> _EXERCISE_
Return the data below exactly, please, but drop the pictures.

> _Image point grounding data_
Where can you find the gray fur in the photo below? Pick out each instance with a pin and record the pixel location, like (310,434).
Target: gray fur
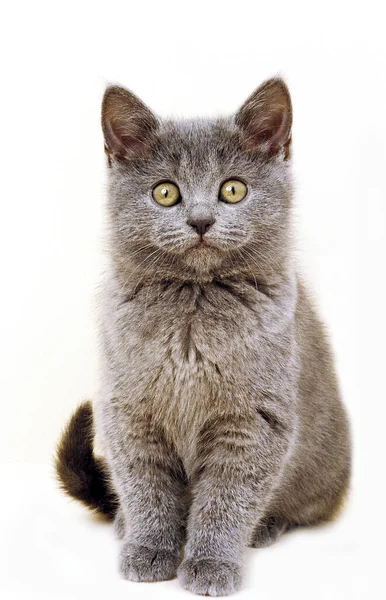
(219,409)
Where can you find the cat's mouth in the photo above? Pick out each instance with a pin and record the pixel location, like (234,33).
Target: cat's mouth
(202,243)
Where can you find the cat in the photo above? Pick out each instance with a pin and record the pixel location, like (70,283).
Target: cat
(219,410)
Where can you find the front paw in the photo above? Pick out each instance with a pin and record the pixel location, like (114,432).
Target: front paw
(209,576)
(139,563)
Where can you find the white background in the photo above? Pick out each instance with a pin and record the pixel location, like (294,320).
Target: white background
(183,59)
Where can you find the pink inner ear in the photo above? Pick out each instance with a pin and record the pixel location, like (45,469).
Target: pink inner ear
(128,125)
(266,118)
(270,129)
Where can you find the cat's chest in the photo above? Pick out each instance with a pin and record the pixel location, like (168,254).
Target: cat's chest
(185,356)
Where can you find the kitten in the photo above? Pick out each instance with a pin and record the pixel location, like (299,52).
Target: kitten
(219,408)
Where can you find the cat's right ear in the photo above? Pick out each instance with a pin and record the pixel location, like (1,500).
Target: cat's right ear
(128,125)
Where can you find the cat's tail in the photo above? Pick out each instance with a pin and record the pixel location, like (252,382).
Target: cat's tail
(81,474)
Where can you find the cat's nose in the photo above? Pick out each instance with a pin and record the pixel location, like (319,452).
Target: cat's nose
(201,224)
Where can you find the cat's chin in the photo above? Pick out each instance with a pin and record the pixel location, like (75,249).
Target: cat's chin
(203,257)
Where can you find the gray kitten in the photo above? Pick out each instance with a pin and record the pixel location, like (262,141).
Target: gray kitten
(219,408)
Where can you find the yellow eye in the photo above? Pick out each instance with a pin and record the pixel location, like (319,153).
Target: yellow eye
(233,191)
(166,193)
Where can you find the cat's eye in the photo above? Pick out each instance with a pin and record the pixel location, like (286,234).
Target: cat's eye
(166,193)
(233,191)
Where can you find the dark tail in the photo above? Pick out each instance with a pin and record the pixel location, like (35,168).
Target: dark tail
(81,474)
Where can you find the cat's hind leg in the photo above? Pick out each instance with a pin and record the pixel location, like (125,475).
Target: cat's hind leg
(268,531)
(119,524)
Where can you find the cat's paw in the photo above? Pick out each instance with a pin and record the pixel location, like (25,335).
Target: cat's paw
(138,563)
(268,531)
(210,577)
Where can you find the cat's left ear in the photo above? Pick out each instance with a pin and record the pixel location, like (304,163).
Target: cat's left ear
(265,119)
(129,126)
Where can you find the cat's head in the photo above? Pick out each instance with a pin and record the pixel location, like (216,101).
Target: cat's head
(199,199)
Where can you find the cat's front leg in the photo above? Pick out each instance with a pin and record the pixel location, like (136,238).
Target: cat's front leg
(150,483)
(239,461)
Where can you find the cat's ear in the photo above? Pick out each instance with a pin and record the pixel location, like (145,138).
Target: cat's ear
(265,119)
(129,126)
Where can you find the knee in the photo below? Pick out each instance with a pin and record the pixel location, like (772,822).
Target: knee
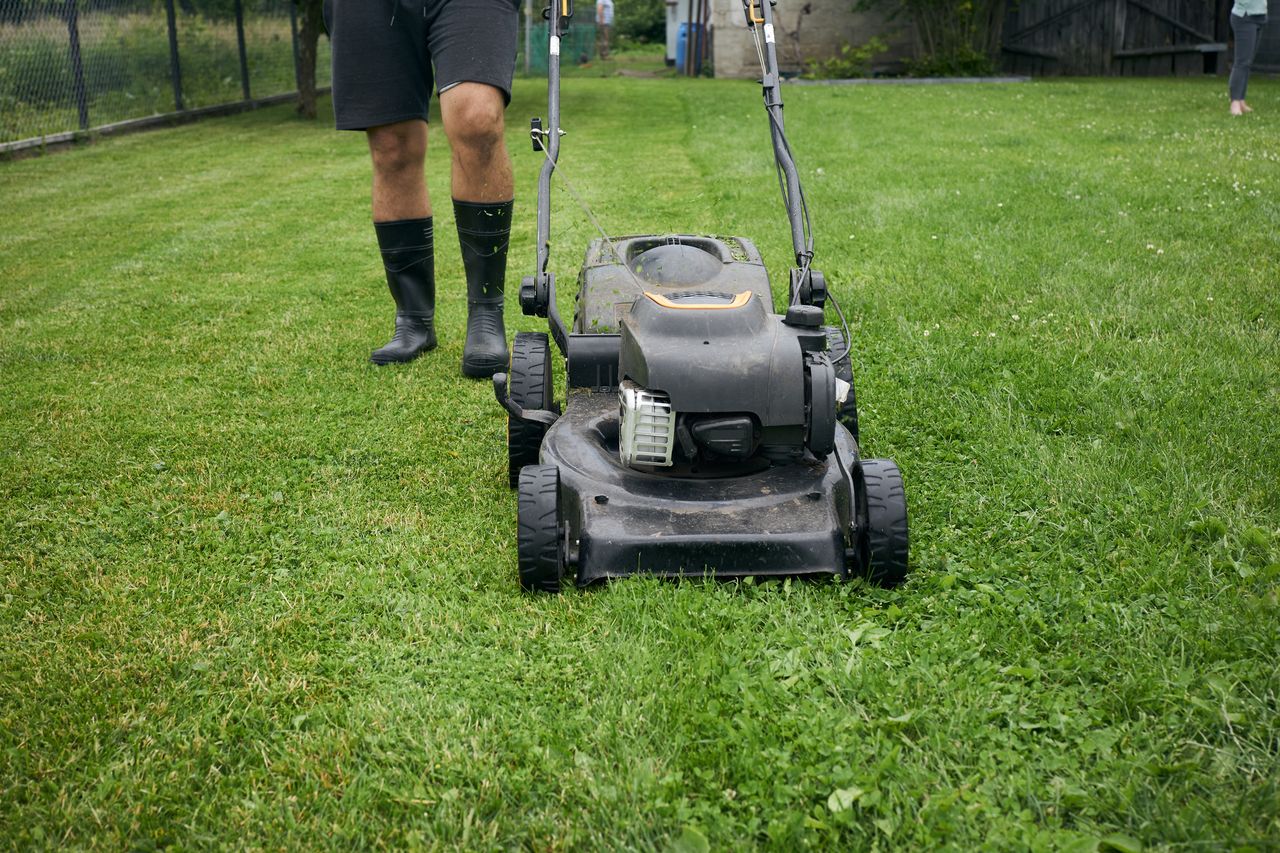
(397,147)
(475,124)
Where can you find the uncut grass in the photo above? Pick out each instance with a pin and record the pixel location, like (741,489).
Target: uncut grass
(259,592)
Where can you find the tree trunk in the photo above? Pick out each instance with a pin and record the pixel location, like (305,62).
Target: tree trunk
(310,24)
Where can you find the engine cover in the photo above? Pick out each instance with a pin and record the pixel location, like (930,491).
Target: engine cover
(726,355)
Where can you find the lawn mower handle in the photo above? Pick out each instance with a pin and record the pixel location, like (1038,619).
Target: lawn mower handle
(539,290)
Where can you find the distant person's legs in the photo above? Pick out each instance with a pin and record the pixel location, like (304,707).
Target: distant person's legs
(602,40)
(1247,30)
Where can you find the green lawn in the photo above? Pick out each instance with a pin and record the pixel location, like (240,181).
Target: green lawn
(255,592)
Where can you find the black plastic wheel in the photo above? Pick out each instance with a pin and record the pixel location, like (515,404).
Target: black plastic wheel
(539,546)
(846,413)
(886,523)
(529,384)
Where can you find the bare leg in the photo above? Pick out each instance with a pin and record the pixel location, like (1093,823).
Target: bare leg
(474,123)
(398,153)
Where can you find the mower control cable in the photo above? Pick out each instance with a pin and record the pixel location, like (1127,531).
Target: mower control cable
(760,12)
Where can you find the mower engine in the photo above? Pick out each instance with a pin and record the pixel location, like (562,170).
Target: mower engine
(712,383)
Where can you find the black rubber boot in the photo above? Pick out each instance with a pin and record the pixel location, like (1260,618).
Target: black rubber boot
(410,264)
(483,235)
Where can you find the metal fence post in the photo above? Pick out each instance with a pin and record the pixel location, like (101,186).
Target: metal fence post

> _ANSWER TO THE PROBLEM_
Where can you find the gray fur in the photo below? Pick out each instance with a pin and record the pixel location, like (310,434).
Target: gray fur
(219,409)
Where can you find the cat's mouth in the photo above? Pick out each instance with a pin and record the pixel location, like (234,33).
Target: cat's mouth
(202,243)
Where can you find the cat in the photo above? Pick out each instance with a pin and record the pixel location, like (70,283).
Target: cat
(219,410)
Where can you find the front paw in the photo above? Pick out each instance with a pin and record the pixel location, like (114,432).
Target: front paw
(209,576)
(139,563)
Where can you find the white background in the photo above? Pick out each instance with a pin and record the pixel location, like (294,320).
Target: white background
(183,59)
Where can you find the pink inner ear in the photo above? Pick out each instance with a pin and record the pixel location, like (45,469).
Target: pink inner ear
(128,125)
(266,118)
(270,129)
Where can you find the cat's chest in the photo above? Pick out each instance with a pin and record the pixel location, like (168,254).
Target: cat's chest
(185,356)
Where can you find the kitten in the photo above? Pick out each instance with a pin and record the pixel location, like (299,52).
Target: kitten
(219,408)
Where can you find the cat's right ear in the photo above? Pick out each instance with a pin and record the pixel location, like (1,500).
Target: cat's right ear
(128,125)
Where can you find the cat's tail in the photo above? Pick out each instance with a pin and record the pixel location, like (252,382).
Target: cat's tail
(81,474)
Where can you find the cat's nose in the photo above? Pick out each instance with a pin and record the pixel location, like (319,452).
Target: cat's nose
(201,224)
Where can you find the cat's chin in the photo above? Pick out each instance with a pin and record the pixel location, like (75,249).
Target: cat's chin
(203,257)
Where can you find the gray kitten in the photo above? Pick out each instance with a pin and record the pixel location, like (262,141).
Target: gray kitten
(219,408)
Where can you find the yellow eye in the photo above? Pick out each instance with a pin and record the pixel location, like (319,153).
Target: yellow eye
(233,191)
(166,193)
Where can you find the cat's eye in the photo above? Pick out each instance with a pin and record the pixel location, like (286,234).
Target: cat's eye
(166,193)
(233,191)
Where can you find the dark tail in the photo above? Pick out each instance with a pin and record the pixel location, like (35,168).
Target: dark tail
(81,474)
Where can you find the cat's hind leg in the photo above? Pick out each instance with a pin and record the pixel location, like (125,475).
Target: cat's hind leg
(268,531)
(119,524)
Where can you find the cat's paw in the photo above? Pick out each instance with a pin and record the pixel location, like (25,335).
Target: cat's paw
(138,563)
(268,531)
(210,577)
Where can you find the cat's left ear in the photo above? Pick out each instance with a pin and record the pixel location, like (304,163).
Target: cat's left ear
(265,119)
(129,126)
Where can you find the cat's head in the photo above? Pick out each instance with a pin and record the pixel location, like (216,101).
Target: cat's head
(199,199)
Where can you find the cat's front leg in the photo above? Pick out each instance with a pin and record the pixel location, like (136,238).
Target: cat's front leg
(150,483)
(239,461)
Where can you find the cat's ear in the photo above? Pick out each instance with a pin and record the pixel location, like (145,138).
Target: cat's ear
(265,119)
(129,126)
Where can you find the knee in the photo below? Pick out each instance with a pin and record the pixel location, like (772,822).
Target: knee
(397,147)
(475,124)
Where can you find the uncut grass in the photo above? Pick out each instance with a pin and record the pixel location, like (741,489).
Target: uncut grass
(259,592)
Where can you find the tree trunk in the photo above? Pick out each instance with a pin and record the pixel location, like (305,62).
Target: tree trunk
(310,24)
Where can you find the engine cover in the photo above? Pick out each instance with a pin and record the pixel location, like (930,491).
Target: engine cover
(726,355)
Where can you find the lawn mower handle in the photo above? Pick out each instance with a pin and record the pixel location, like (1038,619).
Target: lawn mower handle
(539,290)
Where can you find the distant person's legs in the photo above? Pick out each instance with a pin and record the pixel location, like (304,707).
Target: distant person's legs
(602,40)
(1247,30)
Where can you find the green lawn in the photo above? Pick out each instance with a pin and record the pixel location, like (240,181).
Target: green lawn
(255,592)
Where can you find the black plastic wheel in the photo above? Pick out each instance with a pin and record the pixel location, like (515,404).
Target: black plastic wheel
(539,546)
(846,413)
(886,523)
(529,384)
Where can you find the bare leg in the photo above? Pick out each instance with a pin and record the pixel location, like (1093,823).
Target: bare leg
(474,123)
(398,153)
Where can you find the mower control cable in the photo above? Pick out each instance with a pin and record the pixel location, like (1127,531).
Target: mower control cable
(760,12)
Where can you find the mower engine in the photo above? Pick out each instance with a pin and record the pixel location, like (562,170).
Target: mower engine
(712,383)
Where can you find the black rubber boot in the photo above? Pick out each instance with a pin and record the pixel location, like (1260,618).
Target: black rubber boot
(410,264)
(483,235)
Where can you find the metal fence post in the photo above? Pick out each instance with a pin and record the pixel location, like (101,186).
Target: metal fence post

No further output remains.